* _Goal of the exercise_
Please show every line in the entries below that contains the word "Target".

>> start Task input

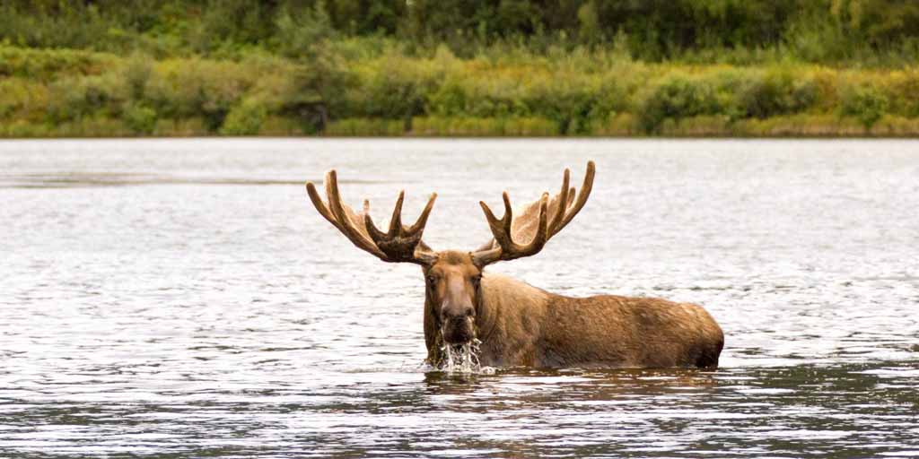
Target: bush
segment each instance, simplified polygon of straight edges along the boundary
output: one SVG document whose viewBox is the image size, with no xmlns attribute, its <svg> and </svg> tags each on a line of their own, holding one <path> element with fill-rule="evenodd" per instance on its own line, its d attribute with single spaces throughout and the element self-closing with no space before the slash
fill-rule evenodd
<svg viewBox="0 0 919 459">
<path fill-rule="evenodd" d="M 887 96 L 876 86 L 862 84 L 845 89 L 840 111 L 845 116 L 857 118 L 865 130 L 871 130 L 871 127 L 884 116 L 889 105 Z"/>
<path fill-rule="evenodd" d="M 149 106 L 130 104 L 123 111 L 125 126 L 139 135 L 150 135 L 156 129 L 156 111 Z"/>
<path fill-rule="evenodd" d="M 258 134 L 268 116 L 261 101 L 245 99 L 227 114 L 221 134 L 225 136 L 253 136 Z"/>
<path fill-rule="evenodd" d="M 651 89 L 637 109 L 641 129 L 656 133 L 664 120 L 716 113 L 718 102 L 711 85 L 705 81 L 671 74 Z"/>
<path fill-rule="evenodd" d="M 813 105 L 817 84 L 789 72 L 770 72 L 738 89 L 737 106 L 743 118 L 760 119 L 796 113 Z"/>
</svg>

>> end Task input
>> start Task input

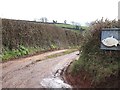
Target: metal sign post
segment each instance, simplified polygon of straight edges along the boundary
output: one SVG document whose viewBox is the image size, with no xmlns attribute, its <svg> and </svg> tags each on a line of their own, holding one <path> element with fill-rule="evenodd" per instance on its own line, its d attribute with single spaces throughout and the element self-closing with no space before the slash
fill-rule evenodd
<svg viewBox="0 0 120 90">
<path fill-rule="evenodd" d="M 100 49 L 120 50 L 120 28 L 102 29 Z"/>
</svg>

>> end Task input
>> start Task input

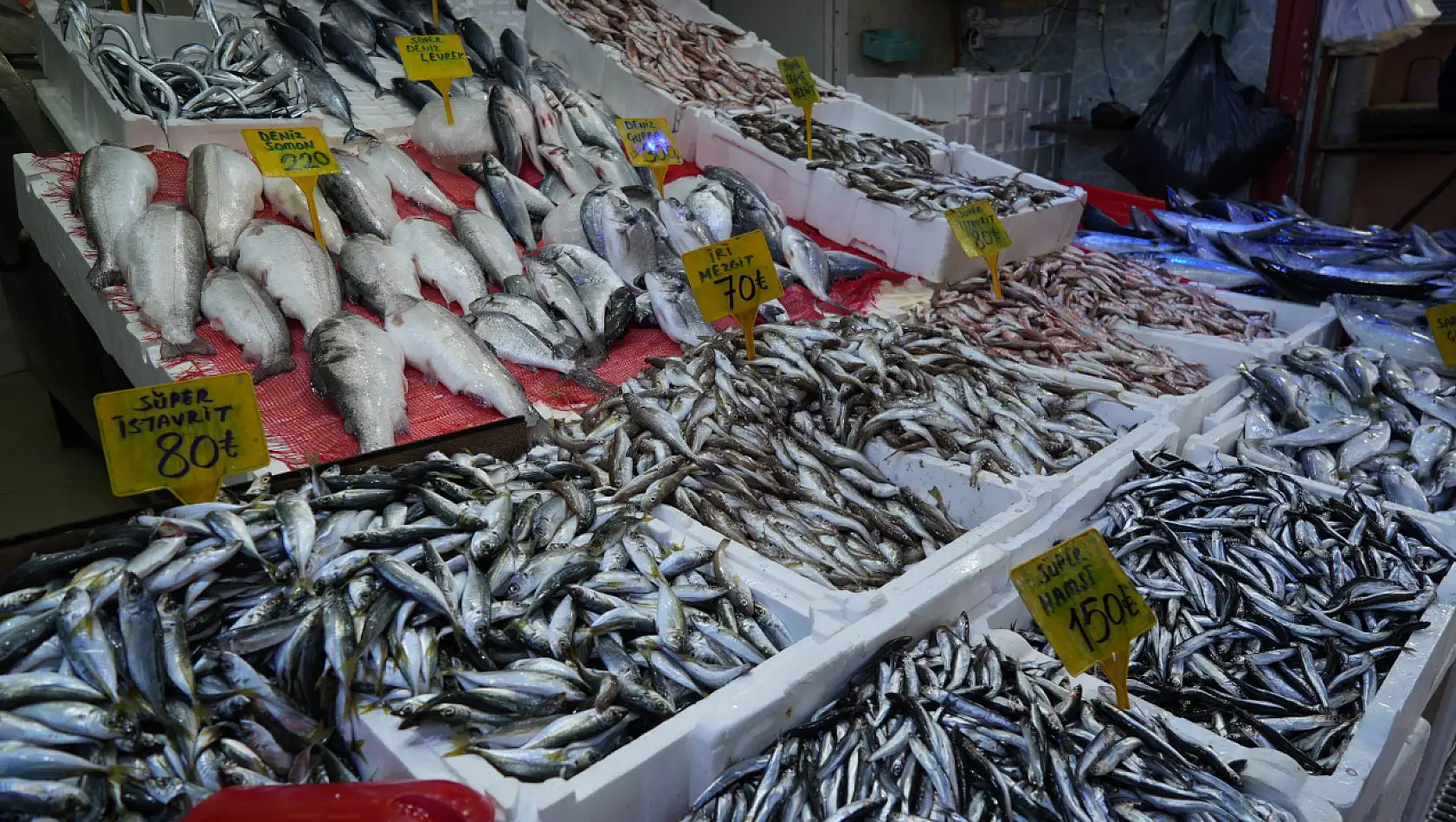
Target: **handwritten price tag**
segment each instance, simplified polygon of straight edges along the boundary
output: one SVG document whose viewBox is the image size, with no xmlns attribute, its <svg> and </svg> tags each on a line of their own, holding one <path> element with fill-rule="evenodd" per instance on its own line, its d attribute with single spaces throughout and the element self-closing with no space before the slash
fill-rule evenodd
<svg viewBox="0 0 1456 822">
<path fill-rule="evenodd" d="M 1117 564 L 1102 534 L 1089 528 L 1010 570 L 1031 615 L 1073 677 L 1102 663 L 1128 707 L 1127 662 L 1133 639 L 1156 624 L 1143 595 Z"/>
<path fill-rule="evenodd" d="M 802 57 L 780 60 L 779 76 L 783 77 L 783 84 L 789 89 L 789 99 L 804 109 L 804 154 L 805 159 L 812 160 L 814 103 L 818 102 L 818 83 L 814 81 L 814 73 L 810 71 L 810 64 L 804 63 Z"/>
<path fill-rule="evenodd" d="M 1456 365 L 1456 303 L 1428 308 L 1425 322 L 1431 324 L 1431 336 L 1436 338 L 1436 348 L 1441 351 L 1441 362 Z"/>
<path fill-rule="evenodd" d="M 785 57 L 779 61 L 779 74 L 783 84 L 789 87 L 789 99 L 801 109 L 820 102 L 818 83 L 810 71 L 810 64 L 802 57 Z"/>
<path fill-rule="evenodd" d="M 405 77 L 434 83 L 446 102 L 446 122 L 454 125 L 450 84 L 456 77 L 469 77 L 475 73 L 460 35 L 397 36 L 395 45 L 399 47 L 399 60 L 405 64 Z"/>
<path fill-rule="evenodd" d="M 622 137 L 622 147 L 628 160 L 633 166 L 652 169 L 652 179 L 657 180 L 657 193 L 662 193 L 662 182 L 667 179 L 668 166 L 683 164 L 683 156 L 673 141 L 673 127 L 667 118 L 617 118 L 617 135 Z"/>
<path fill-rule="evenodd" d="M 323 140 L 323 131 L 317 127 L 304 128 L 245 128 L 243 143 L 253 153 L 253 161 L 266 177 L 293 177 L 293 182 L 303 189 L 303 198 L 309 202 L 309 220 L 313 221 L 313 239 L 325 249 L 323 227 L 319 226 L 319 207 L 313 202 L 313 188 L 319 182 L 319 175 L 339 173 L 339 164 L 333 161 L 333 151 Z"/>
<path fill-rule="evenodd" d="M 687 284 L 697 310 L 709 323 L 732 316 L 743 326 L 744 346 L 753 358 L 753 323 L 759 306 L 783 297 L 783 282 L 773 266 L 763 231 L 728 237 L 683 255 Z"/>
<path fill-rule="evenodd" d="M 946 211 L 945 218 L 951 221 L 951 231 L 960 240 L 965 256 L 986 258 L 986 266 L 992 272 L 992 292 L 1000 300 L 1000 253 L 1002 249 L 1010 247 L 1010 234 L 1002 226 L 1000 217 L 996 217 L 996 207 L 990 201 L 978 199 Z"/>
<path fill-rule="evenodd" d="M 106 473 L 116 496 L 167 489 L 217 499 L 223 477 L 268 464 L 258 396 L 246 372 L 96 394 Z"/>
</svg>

>> end Task input

* _Result of the exercise_
Target: bush
Target: metal sign post
Target: **handwritten price tag**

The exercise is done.